-- start of PROVIDED INFORMATION --

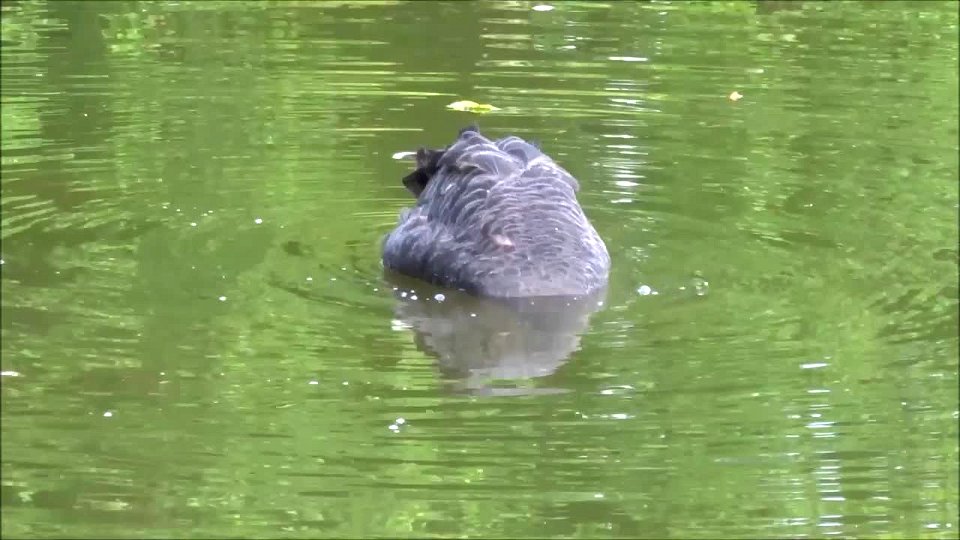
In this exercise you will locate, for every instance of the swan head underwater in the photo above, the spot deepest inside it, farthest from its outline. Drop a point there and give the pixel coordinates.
(496, 218)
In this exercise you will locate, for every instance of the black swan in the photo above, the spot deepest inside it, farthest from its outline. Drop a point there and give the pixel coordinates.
(496, 219)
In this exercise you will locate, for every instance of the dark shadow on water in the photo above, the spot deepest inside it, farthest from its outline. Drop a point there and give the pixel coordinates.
(493, 346)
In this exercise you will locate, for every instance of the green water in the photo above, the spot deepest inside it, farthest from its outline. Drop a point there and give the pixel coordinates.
(198, 339)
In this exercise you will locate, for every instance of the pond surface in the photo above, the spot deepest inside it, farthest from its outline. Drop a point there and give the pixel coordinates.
(198, 339)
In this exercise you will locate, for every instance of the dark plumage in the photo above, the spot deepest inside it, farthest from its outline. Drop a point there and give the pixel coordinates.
(499, 219)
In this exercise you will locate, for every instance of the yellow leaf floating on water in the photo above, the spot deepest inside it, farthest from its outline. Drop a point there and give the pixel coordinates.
(472, 106)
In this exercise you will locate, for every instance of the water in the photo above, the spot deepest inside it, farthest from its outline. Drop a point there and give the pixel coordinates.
(198, 339)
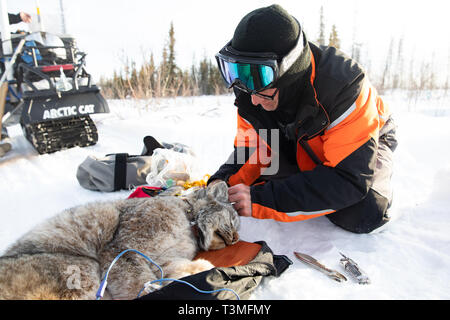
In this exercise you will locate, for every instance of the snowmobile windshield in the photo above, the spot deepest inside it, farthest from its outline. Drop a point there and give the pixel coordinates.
(49, 41)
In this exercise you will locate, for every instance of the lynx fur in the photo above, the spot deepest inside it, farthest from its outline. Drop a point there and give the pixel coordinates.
(67, 256)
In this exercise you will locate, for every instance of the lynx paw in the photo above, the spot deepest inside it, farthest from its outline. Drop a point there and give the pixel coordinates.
(185, 268)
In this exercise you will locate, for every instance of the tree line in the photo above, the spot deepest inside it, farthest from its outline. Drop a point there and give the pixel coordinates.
(168, 80)
(164, 80)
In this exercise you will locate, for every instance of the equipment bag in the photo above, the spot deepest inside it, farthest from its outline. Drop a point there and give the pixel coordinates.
(240, 267)
(113, 172)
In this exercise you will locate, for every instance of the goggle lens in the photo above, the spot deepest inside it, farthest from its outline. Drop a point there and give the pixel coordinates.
(252, 76)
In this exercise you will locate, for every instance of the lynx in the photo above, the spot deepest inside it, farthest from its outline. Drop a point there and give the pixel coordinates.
(66, 256)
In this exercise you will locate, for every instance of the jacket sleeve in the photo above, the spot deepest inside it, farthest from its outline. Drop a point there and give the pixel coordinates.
(250, 157)
(344, 178)
(14, 18)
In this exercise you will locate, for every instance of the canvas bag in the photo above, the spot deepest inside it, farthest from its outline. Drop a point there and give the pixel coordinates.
(113, 172)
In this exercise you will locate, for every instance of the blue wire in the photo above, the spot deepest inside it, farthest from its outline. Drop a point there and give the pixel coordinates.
(104, 282)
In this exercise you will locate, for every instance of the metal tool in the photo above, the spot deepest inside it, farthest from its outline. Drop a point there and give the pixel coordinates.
(333, 274)
(354, 270)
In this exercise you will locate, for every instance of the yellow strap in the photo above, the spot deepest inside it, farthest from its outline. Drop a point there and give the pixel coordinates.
(198, 183)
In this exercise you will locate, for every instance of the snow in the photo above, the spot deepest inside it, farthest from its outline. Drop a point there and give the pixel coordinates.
(409, 258)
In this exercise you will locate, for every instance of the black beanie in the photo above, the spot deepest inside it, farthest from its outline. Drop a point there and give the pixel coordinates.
(273, 29)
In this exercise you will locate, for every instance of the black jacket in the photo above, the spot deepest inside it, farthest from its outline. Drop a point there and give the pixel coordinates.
(326, 156)
(14, 18)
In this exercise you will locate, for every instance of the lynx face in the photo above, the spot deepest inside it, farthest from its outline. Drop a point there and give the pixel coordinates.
(217, 221)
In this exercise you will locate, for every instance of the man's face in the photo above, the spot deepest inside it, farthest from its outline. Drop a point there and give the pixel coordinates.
(267, 104)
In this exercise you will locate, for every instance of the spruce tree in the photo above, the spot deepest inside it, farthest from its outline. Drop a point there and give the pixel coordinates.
(334, 38)
(321, 39)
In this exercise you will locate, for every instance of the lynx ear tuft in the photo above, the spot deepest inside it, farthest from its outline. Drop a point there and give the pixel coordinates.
(218, 191)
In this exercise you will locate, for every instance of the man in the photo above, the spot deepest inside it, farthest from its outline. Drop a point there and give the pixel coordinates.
(20, 17)
(331, 136)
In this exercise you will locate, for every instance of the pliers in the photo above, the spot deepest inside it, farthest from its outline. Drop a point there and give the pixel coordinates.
(333, 274)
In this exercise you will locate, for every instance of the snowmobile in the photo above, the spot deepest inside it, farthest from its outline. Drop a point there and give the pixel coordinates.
(51, 94)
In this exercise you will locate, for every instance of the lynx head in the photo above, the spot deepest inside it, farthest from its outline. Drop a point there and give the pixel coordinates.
(217, 221)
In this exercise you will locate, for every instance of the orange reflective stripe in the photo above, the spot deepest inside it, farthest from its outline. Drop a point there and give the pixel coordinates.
(353, 130)
(261, 212)
(304, 161)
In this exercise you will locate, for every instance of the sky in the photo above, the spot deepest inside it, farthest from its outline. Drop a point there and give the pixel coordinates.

-- end of PROVIDED INFORMATION --

__WRITTEN REQUEST__: Quote each record exactly as it stands, minus the pictures.

__FINAL RESULT__:
In this exercise you will locate, for every instance of the swan head underwater in the photo above, the spot deepest inside it, farthest from its outline. Drop a point there and give the pixel coordinates.
(496, 218)
In this exercise you will locate, for every instance of the black swan in the photo above, the spot deepest inside it, farthest from its outline. Drop a point there and give the pixel coordinates.
(496, 219)
In this exercise you will locate, for every instance of the dark shadow on water in the photo above, the spot deepest inside it, farthest from its outline. Drop a point there and give the pixel coordinates.
(493, 346)
In this exercise you will locate, for every instance of the green water in the photo above, the spot deepest inside it, farthest from its outline. Drop a point there and give the pixel coordinates.
(198, 339)
In this exercise you will locate, for every instance of the pond surface in the photo above, the spot deepest inside it, farthest from its outline. Drop a point there and give the pixel coordinates.
(198, 339)
In this exercise you will locate, for every instance of the dark plumage in the photo above, the spot deepest inside it, farthest from its outline. Drop a point there and give the pixel coordinates.
(499, 219)
In this exercise you will locate, for every instance of the yellow leaf floating on water in the photo above, the spot deepest inside it, farthest from its outline. Drop a point there and give the pixel coordinates.
(472, 106)
In this exercise you will locate, for every instance of the water in the photo above, the spot deepest inside it, farthest from its outline. Drop a point there and give the pixel coordinates.
(198, 339)
In this exercise you will locate, for every instance of the snowmobile windshield in the photo above, the spot deepest inside it, farthest from its outline. Drop a point there and give the pixel coordinates.
(49, 41)
In this exercise you will locate, for every instance of the lynx fur in the photo above, the spot deepest inside it, farthest from its outline. Drop a point there and give the pixel coordinates.
(67, 256)
In this exercise you will locate, for every instance of the lynx paw in the photo above, the spot deepest inside it, farthest from its outline. Drop a point there and give the pixel coordinates.
(185, 268)
In this exercise you will locate, for every instance of the tree line in the photo above, the spot deepest inside it, farthest from its outline. Drop a point there and give the pixel coordinates.
(168, 80)
(164, 80)
In this exercise you will locate, for every instance of the equipment bag in the photo above, the spot deepest inside it, farthest from its outline. Drop a point there and give the pixel coordinates.
(240, 267)
(113, 172)
In this exercise you will locate, for every instance of the goggle lens in the photo above, the spot deepest inside it, farthest from its outline. Drop a point there and give the pixel coordinates.
(252, 76)
In this exercise you will locate, for every instance of the lynx in the photo above, the spot deepest inside it, farthest from its outline. Drop a point there and give the pixel coordinates.
(66, 256)
In this exercise you will locate, for every instance of the jacket sleeve in the photo above, the spot deepest inside it, farthest from its outline. Drop a point there and give the pixel coordinates.
(250, 157)
(344, 178)
(14, 18)
In this exercise you will locate, for every instance of the canvas bag in the photo above, the spot deepest inside it, farthest from its outline. Drop a point there and give the pixel coordinates.
(113, 172)
In this exercise you will locate, for every instance of the blue wire in the photo above, the spot deepest inside it, farthest from its outline. Drop a point there and give the pixel coordinates.
(104, 282)
In this exercise you will locate, for every instance of the metal tool in the photo above, the spot deepest inside it, farthest from its outline. Drop a point there and give the pixel coordinates.
(333, 274)
(354, 270)
In this exercise you will locate, for every instance of the yellow strap in the photo above, the spot deepest inside it, farthest from its outline. Drop a point there and give the pixel coordinates.
(198, 183)
In this exercise you will locate, for every instance of the snow in the photo above, the spot deepest inside it, farthest from its outline. Drop a point there and give the pixel coordinates.
(409, 258)
In this exercise you will locate, for every instance of the black beanie in the photo above, the spot deepest inside it, farthest from its outline. Drop a point there and give the pixel coordinates.
(273, 29)
In this exercise you will locate, for every instance of the black jacket in the photo above, the spot deepest inside it, farthest from its outline. Drop a point there and give the pixel coordinates.
(326, 156)
(14, 18)
In this exercise you will locate, for every instance of the lynx face in the photo above, the spot deepest inside it, farthest from its outline. Drop a point there and give the pixel coordinates.
(217, 221)
In this exercise you will locate, for every instance of the man's face in the photo above, the spot deepest inside it, farthest from its outline. Drop a point there and give the pixel coordinates.
(267, 104)
In this exercise you will locate, for every instance of the spruce tree in the photo above, the spot deepest inside it, farthest from its outline. Drop a point there and give the pixel coordinates.
(334, 38)
(321, 39)
In this exercise you will locate, for every instance of the lynx ear tuft in the photo above, the spot deepest inside it, farthest from its outline. Drop a point there and give the pixel coordinates.
(218, 191)
In this exercise you will locate, for every instance of the man in the photo above, the spot deepest inside it, farthest from its outline. Drop a point there and give the pixel coordinates.
(20, 17)
(331, 136)
In this exercise you will locate, for every instance of the pliers in the photo above, the spot deepest inside it, farthest from its outline. Drop a point there and give the pixel coordinates.
(333, 274)
In this exercise you will locate, for every instance of the snowmobile in the photo above, the spot deepest inside it, farthest from its outline. Drop a point there and give the pixel coordinates.
(51, 94)
In this exercise you will locate, for every instance of the lynx head in the photo above, the spot deepest inside it, farthest from its outline. Drop a point there and give the pixel coordinates.
(217, 221)
In this exercise you will locate, for every instance of the orange reflective stripe in the photo above, the spot deepest inside it, farthest from its outline. Drop a point there and give the pixel coordinates.
(353, 130)
(261, 212)
(304, 161)
In this exercise you will locate, for every instance of the sky in the photo above, the spot deepest inside it, farthest from its outline. Drop a point there and give the pixel coordinates.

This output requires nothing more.